The task |
Quote the full passage about Nafics and the GSoko warehouse system word for word.

Partners within the GSoko system are already realising early benefits from aggregation and warehouse certification. NAFICS Grain Trading Ltd. (Nafics) has been a member of the Eastern African Grain Council (EAGC) since its inception. We talked to the Head of Operations, Paul Musembi, to find out more about the early successes that the company is experiencing, as well as the benefits of leveraging the GSoko system

As a GSoko certified warehouse, Nafics is able to facilitate the route to market for farmers who have quality produce and want greater reliability of purchase and higher prices for their produce. In practical terms, farmers – normally as part of producer groups and farmer organisations, have their produce quality checked and stored at the warehouse for a few months before being sold at a higher price to our buyers. This waiting period is key as traditionally, mass produce is sold during harvesting time, which has a knock-on effect of lowering prices. By storing their produce at our warehouses, farmers are given the flexibility of when to sell their crops.

 “GSoko is an improvement on what we had in the past, most notably because the platform aggregates data in its system, which is a departure from our previous reliance on handwritten Warehouse Receipts. In addition, GSoko has given the millers we work with greater transparency as to what stock is available, the quality and where it’s located.”

 The company recently sold over 20,000 bags of maize, approximately a quarter of their stock at the time, in one day and at a higher price. The stock sold was originally received at the warehouse at a pricing of approximately KES 2,100 but after 5 months of storage, each bag was sold at just under KES 3,000. The first step towards ensuring the warehouses meet regional standards, in order to secure wider markets, is getting certification from EAGC.

Excerpted data |
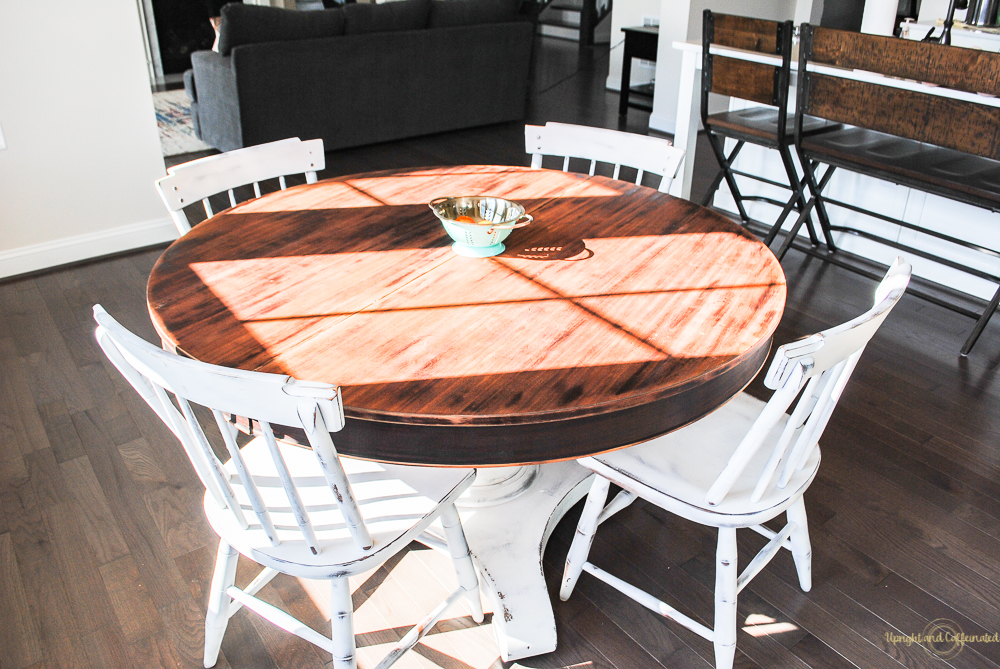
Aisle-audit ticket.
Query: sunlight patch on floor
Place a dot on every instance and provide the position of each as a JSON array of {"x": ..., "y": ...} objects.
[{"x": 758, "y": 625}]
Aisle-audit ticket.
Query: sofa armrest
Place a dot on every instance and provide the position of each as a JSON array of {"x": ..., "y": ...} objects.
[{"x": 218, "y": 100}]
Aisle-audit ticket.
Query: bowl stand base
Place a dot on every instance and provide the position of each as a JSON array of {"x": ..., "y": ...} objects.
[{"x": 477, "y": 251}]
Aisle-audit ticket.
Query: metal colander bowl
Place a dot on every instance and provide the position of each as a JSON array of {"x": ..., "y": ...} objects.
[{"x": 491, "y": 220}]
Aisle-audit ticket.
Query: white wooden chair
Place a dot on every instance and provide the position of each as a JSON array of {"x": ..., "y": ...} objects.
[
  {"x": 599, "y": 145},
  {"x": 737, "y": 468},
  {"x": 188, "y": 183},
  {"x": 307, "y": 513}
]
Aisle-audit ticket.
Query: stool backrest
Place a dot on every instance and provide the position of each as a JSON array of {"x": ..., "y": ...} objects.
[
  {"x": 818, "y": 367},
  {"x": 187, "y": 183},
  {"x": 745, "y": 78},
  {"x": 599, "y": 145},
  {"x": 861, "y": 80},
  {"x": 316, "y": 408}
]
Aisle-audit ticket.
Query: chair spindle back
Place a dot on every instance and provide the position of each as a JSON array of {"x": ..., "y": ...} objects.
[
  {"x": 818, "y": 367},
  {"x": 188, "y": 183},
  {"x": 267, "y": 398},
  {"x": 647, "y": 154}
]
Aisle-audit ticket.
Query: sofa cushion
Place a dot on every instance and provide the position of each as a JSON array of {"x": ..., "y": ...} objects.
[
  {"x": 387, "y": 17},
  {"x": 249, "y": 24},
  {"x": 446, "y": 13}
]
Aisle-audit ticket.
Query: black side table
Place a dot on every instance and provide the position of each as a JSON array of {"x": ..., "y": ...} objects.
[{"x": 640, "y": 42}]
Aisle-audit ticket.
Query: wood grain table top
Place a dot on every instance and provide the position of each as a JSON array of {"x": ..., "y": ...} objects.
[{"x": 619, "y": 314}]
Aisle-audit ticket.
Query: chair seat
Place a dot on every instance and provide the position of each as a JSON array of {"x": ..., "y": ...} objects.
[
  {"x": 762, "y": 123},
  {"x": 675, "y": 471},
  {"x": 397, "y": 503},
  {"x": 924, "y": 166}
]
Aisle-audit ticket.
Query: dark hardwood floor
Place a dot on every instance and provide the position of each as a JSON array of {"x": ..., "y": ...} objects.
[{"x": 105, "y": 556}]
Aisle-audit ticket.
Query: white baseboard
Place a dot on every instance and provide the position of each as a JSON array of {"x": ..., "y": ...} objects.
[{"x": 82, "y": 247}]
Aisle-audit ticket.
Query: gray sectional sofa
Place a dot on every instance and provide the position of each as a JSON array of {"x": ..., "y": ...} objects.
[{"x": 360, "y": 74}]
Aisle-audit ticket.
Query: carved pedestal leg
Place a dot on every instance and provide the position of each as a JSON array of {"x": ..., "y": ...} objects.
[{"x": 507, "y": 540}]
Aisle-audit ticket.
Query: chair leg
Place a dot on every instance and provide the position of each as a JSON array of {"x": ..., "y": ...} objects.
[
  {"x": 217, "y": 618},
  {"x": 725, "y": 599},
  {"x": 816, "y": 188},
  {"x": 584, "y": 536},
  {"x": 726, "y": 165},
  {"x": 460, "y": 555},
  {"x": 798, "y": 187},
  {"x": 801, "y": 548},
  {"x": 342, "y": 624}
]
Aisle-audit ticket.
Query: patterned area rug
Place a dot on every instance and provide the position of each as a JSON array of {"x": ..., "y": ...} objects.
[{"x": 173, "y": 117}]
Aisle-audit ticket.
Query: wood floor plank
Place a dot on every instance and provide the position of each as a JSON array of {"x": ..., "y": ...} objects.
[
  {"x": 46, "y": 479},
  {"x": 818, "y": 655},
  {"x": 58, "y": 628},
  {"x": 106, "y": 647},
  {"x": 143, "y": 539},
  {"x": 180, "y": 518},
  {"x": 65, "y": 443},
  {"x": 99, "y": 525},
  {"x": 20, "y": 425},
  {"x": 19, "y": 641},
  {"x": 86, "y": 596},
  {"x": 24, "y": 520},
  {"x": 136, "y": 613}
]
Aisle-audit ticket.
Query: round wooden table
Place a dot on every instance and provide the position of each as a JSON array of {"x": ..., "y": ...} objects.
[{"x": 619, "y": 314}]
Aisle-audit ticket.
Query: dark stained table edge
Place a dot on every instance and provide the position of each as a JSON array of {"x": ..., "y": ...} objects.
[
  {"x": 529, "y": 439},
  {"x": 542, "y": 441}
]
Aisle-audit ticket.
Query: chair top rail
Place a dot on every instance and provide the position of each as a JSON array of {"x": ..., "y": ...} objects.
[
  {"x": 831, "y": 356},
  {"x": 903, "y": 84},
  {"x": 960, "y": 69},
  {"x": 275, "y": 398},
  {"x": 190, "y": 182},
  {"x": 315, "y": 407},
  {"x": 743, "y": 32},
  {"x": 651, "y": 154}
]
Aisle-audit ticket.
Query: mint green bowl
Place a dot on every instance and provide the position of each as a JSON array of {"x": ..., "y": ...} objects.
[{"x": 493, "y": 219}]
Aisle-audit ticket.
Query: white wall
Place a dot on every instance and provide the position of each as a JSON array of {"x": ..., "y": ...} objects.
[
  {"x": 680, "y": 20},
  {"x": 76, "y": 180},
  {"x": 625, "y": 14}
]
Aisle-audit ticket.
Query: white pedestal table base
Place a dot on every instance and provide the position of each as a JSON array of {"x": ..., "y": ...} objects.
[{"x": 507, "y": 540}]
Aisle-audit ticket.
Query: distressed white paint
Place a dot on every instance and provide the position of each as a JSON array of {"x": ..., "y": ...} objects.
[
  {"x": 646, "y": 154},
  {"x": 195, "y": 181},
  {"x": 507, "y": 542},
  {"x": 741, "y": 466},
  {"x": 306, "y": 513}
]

Written answer |
Partners within the GSoko system are already realising early benefits from aggregation and warehouse certification. NAFICS Grain Trading Ltd. (Nafics) has been a member of the Eastern African Grain Council (EAGC) since its inception. We talked to the Head of Operations, Paul Musembi, to find out more about the early successes that the company is experiencing, as well as the benefits of leveraging the GSoko system

As a GSoko certified warehouse, Nafics is able to facilitate the route to market for farmers who have quality produce and want greater reliability of purchase and higher prices for their produce. In practical terms, farmers – normally as part of producer groups and farmer organisations, have their produce quality checked and stored at the warehouse for a few months before being sold at a higher price to our buyers. This waiting period is key as traditionally, mass produce is sold during harvesting time, which has a knock-on effect of lowering prices. By storing their produce at our warehouses, farmers are given the flexibility of when to sell their crops.

 “GSoko is an improvement on what we had in the past, most notably because the platform aggregates data in its system, which is a departure from our previous reliance on handwritten Warehouse Receipts. In addition, GSoko has given the millers we work with greater transparency as to what stock is available, the quality and where it’s located.”

 The company recently sold over 20,000 bags of maize, approximately a quarter of their stock at the time, in one day and at a higher price. The stock sold was originally received at the warehouse at a pricing of approximately KES 2,100 but after 5 months of storage, each bag was sold at just under KES 3,000. The first step towards ensuring the warehouses meet regional standards, in order to secure wider markets, is getting certification from EAGC.